In full and exactly, reproduce the entries below, but omit the pictures.

» **Referring expression data**:
****
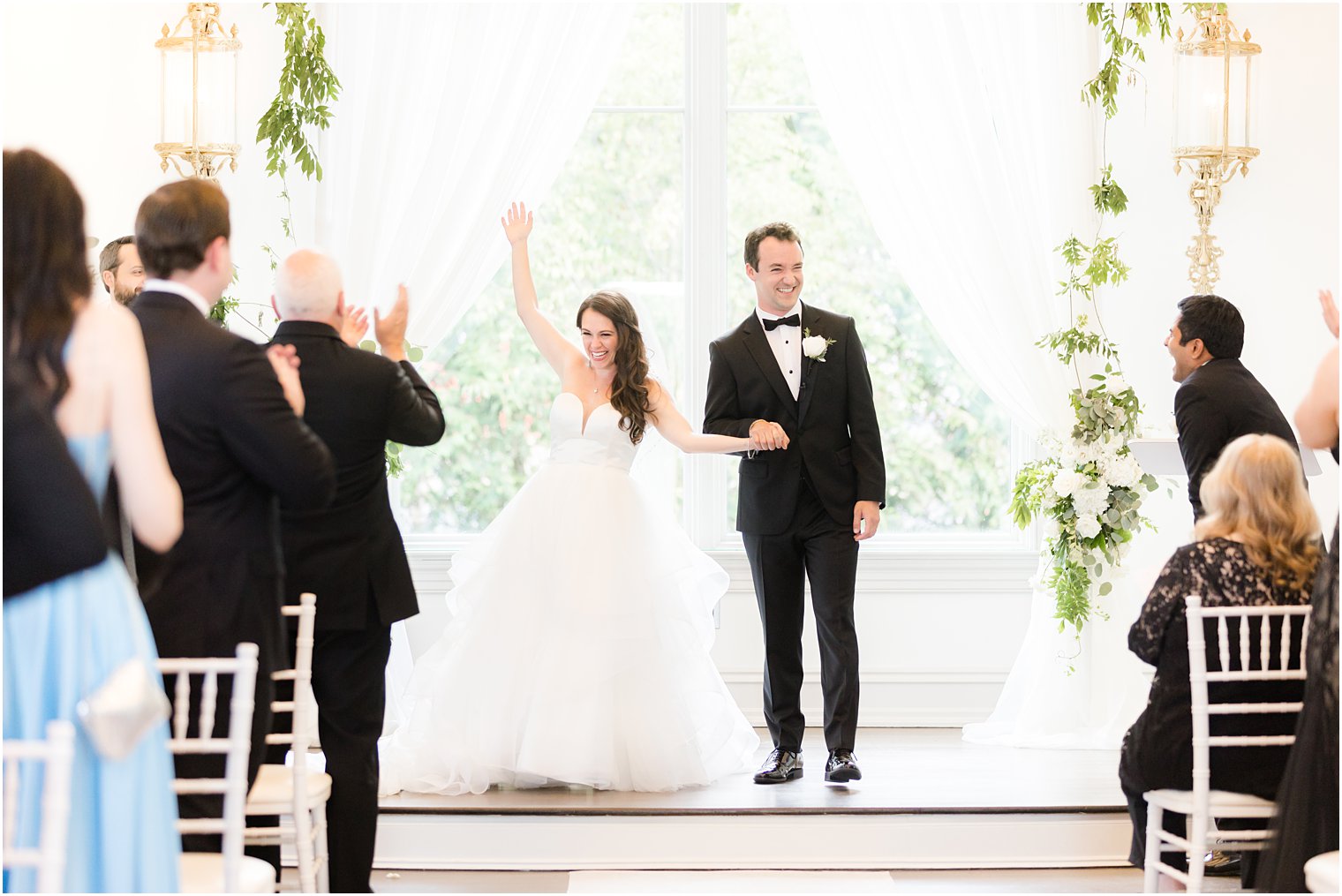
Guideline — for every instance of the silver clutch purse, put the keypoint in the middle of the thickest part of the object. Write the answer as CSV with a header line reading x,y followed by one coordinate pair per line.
x,y
124,709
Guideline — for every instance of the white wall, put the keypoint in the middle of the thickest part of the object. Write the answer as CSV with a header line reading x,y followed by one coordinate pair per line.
x,y
80,85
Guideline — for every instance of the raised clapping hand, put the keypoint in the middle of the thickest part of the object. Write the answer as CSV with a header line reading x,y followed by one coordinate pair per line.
x,y
283,359
1331,310
516,222
766,436
391,330
355,326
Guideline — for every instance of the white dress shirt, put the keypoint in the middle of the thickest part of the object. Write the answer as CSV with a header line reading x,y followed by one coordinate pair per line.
x,y
787,346
155,284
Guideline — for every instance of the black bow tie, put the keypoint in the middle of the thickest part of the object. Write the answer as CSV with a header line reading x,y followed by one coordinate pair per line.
x,y
791,320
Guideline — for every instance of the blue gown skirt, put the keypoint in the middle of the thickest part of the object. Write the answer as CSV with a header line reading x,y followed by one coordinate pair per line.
x,y
61,642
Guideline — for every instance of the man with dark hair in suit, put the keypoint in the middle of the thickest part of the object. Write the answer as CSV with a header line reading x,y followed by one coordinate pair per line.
x,y
120,268
795,377
1218,400
230,415
351,553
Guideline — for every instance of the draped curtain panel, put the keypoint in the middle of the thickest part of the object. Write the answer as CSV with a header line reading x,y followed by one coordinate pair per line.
x,y
962,126
449,113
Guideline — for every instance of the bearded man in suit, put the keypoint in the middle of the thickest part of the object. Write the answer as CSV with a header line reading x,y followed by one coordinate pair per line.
x,y
351,553
795,377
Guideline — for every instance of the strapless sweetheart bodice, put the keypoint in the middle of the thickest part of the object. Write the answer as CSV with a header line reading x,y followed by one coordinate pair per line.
x,y
601,443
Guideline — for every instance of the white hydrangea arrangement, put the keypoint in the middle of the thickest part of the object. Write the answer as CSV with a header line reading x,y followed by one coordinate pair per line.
x,y
1090,488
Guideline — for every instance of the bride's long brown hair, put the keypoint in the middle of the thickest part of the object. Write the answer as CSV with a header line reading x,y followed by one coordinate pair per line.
x,y
630,389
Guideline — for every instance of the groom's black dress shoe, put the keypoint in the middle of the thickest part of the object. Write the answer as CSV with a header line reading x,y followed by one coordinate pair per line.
x,y
781,764
841,767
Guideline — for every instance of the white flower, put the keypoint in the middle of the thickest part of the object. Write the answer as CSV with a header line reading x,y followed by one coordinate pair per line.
x,y
815,346
1067,482
1091,499
1087,526
1120,471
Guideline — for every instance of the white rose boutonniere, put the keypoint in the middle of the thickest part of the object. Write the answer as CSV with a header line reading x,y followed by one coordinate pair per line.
x,y
815,346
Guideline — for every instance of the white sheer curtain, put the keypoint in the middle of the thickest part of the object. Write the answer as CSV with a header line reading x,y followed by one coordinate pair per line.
x,y
964,129
447,113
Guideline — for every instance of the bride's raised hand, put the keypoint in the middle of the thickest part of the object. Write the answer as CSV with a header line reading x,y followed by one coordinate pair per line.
x,y
516,222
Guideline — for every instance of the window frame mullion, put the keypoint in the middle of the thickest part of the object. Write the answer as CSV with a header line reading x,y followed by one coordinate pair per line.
x,y
705,260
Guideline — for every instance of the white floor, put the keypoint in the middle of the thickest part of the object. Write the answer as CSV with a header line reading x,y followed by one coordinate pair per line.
x,y
1062,880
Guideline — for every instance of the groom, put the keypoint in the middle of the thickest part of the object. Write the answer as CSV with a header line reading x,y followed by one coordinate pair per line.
x,y
802,510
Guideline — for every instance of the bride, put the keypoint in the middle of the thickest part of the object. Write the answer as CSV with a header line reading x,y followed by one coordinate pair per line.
x,y
581,621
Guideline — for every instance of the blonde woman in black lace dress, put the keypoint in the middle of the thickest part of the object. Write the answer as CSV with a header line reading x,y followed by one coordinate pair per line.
x,y
1259,544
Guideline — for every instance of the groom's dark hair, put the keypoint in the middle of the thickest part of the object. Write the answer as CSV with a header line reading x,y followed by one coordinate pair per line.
x,y
779,230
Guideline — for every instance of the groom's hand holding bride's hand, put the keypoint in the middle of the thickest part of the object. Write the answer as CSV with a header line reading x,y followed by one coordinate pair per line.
x,y
768,436
866,516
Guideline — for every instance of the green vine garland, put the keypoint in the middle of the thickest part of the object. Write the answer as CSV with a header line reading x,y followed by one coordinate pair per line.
x,y
1090,488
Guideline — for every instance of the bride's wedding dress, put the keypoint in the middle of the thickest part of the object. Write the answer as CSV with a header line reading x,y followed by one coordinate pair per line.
x,y
578,644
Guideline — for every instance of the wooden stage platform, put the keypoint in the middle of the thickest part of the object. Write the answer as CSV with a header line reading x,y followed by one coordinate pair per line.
x,y
928,800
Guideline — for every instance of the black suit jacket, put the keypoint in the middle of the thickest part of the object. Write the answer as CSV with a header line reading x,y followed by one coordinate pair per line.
x,y
1215,405
351,553
833,425
234,446
50,516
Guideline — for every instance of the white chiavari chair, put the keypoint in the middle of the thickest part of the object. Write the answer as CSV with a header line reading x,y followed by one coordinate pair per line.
x,y
229,870
294,790
1243,656
25,761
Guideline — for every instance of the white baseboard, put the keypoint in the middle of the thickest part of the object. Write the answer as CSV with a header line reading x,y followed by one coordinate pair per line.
x,y
756,841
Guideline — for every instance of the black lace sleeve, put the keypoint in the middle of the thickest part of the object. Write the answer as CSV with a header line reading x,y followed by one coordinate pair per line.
x,y
1161,606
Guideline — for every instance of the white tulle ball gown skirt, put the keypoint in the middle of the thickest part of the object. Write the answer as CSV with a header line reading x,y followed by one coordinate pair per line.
x,y
577,652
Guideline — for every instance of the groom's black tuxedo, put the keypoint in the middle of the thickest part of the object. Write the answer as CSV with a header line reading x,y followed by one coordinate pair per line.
x,y
796,506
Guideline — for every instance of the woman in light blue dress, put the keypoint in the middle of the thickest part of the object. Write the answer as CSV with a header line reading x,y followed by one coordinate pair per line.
x,y
64,639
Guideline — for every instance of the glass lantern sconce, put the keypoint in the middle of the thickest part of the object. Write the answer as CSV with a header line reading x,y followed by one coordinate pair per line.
x,y
198,94
1215,103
****
» **Result of the task**:
Guideline — for every instance of the silver clutch purse, put the keypoint in the middle of the thickest part of the object. Write the answer as CSV with a header line reading x,y followed by one coordinate pair per line.
x,y
124,709
Guideline — for every instance of the white wall, put the keypoint in the middle of the thickest part of the object. Write the answer as CSV with a header line reading x,y followed by one coordinate pair per line.
x,y
80,85
Guideline — for every instance of the raised clapping hand, put the keypoint in the middle of the thickest part of the object. Write the answer as CSV with a header line reading x,y followed by one coordinate pair per line.
x,y
283,359
1331,310
516,222
766,436
391,330
355,326
Guideline — for every instance of the white dress shirt, put the keypoint in the middle of the thickest part of the object. Write the answer as CSV with a header line reading x,y followed by one coordinate pair per line.
x,y
787,346
155,284
Guideline — for every instance of the black bow tie, put the keypoint in the middle of the thickest part of the object. Write the answer as CSV with a header line reading x,y followed by one coordinate pair per line.
x,y
791,320
Guideline — for every instance of the blue gown skirt, put the keypoint in the middle of the thickest part of the object. Write the answer as CSV with a header line reading x,y followed by one coordinate pair per line.
x,y
61,642
Guideline — for every instance of the man with dark hair in suit, put the keypoint in the middle of the thickest part of the object. Write the answer as CSV with a header line reading x,y followed by one coordinate pair per line.
x,y
120,268
795,377
1218,400
230,415
351,553
Guideline — for every instance of the draped curtain panel, put the keypoint in the middle of the thickest part of the object. Write the answer as CSV with a header line reading x,y followed by one coordinate pair per line.
x,y
962,126
449,113
Guideline — for every instance of the bearded man in suit, put the keypoint in the middle of the thickest part of the object. Write the answer as CSV with a header line reading x,y followed by one coordinate pair per line.
x,y
351,553
795,377
Guideline — for every instance of the strapless sweetheart bodice, put the keypoint in the middle of the thickest part of the object. Write the answer as CSV with a header line reading x,y followed by one coordinate pair per line.
x,y
601,443
Guideline — for every instance of the white hydrangea arrangement, put the keypoint in the middle of the thickest part of the object. Write the answer as CSV with a header line reading x,y followed by one coordinate pair per line.
x,y
1090,488
Guideline — for every instance of the bride's long brown hair, put the keypoint in the middle of the thickest part of the object. Write the answer as CSV with a header line reading x,y followed by one coordinate pair per line.
x,y
630,389
Guideline — for every instance of the groom's black dress shoe, put the keypoint in the middle of the thickest part of the object. Write the answer as CSV with a header line reading x,y followed by one coordinate pair per line.
x,y
781,764
841,767
Guideline — for every instance of the white flower, put the keypoint in the middle of the thickest part of the object. Write the answer as CSV with a header line reading x,y followed by one coordinate pair per line.
x,y
815,346
1067,482
1091,499
1087,526
1120,471
Guideline — for every instance of the white rose boutonniere, put the keypoint in the middle of the thickest part of the object. Write the answer as CSV with a header line reading x,y followed by one coordinate pair per line.
x,y
815,346
Guideline — for every instance of the white sheer curtain, put the keypoint in the middle of the thickest part of the object. Write the answer as CSV with a header line reading x,y followed by one coordinate pair per line.
x,y
964,129
447,113
Guideline — for every instance of the bride's raised hand, put the keypoint in the middle of the thickest part of the object. Write the answer as CSV with a header line reading x,y followed by one coordinate pair per line.
x,y
516,222
Guideline — for every instance of the window frame mullion, put the keypoint in the middle of the thickest part of the object. Write the answer as CSV with a header line reading x,y followed by one coordinate pair per line.
x,y
705,260
Guideline — for every instance of the white floor, put the keypoint in the middle of the thickest part of the object. Write the answer as CSV with a header line reading x,y followed by one coordinate pair per line.
x,y
1062,880
Guideline — for every instance of the groom, put the keypoint in the middle of the thickest part of the object. Write the answer as CSV with a header line reading x,y followed by one coordinate pair per line.
x,y
802,510
Guideline — for every instance of the bride, put the keypoint in the middle of the thickest part of the object. Write the answer as CSV with a header line reading x,y followed by one coordinate pair per line.
x,y
581,621
Guideline — for every instance of the blonde woman in black lace dress, put the keypoint in the middle of the thickest part of the object. Write the answer as CSV with a header line reading x,y followed by one coordinate pair per line.
x,y
1259,544
Guideline — for every instance of the groom's dark hair, put the keypoint in the middle of the thickest part of the object. Write the answer as CSV with a header line reading x,y followed by one coordinate pair per line.
x,y
779,230
Guideline — for every instance of the groom's hand holding bride's hand, put the keypoint in the middle of the thickest part of the object. Write the answer as CSV with a header line reading x,y followed by one coordinate pair per line.
x,y
768,436
866,516
Guideline — for every instance of the green vine garland, put the keypoint in the middle of the thickest part of the object. Write the answer as CSV with a header line reading x,y followed by one coordinate pair per line.
x,y
1090,488
Guideline — for every instance of the bride's wedding dress, put the keypoint in the middle of the thickest part of the object. Write the answer as CSV with a header line reading x,y followed by one coordinate pair per line.
x,y
578,644
Guideline — for every instance of the wooden stage platform, put the keypoint in the middle of the thickest part of the object. Write the answer as CSV with a header line reading x,y followed by one coordinate pair per line.
x,y
928,800
Guideline — for every instance of the black suit jacket, put the keypoint in the middle of the thickest part of the object. Write the answer as CSV with a header line reading x,y followed by one coordinate pair per line.
x,y
1215,405
351,553
833,425
234,446
50,516
Guideline — for every instance of the white chiavari chair, put the keypoint in the middle of the thickest part of the object. Write the answer as CSV with a header line reading x,y followed by one coordinate pair per line.
x,y
229,870
294,790
1243,656
25,761
Guideline — for every instance of the white baseboard, put the keypoint in the middle of the thickest part of the object. Write the answer as CSV with a header line reading x,y followed by one coordinate pair per line.
x,y
756,841
Guideline — for every instance of the black lace sleeve, put the keypoint in the middle of the thickest part of the object. Write the answer as CSV with a header line reading x,y followed by one coordinate pair per line.
x,y
1161,606
Guideline — for every instance of the white tulle ball gown skirt, put the keypoint in the middle of the thickest part of the object. Write the answer as CSV with a header line reading x,y followed by one coordinate pair per line.
x,y
577,652
Guideline — for every instance of the groom's black tuxedo, put the keypoint in the middle of the thickest part of the object. Write the answer as CSV with a header line reading x,y followed by one coordinate pair per line.
x,y
796,506
Guideline — for every instance of the woman in light blue dress, put the keypoint in the middle of the thickest part of the object. Write the answer as CSV with a header line reading x,y followed by one coordinate pair per line.
x,y
64,639
Guideline — for every instance of the glass lantern sconce, put the keypoint in the middle of the thickest part of the object. Write the answer as CSV with a header line reading x,y followed by one coordinate pair per line.
x,y
198,94
1215,103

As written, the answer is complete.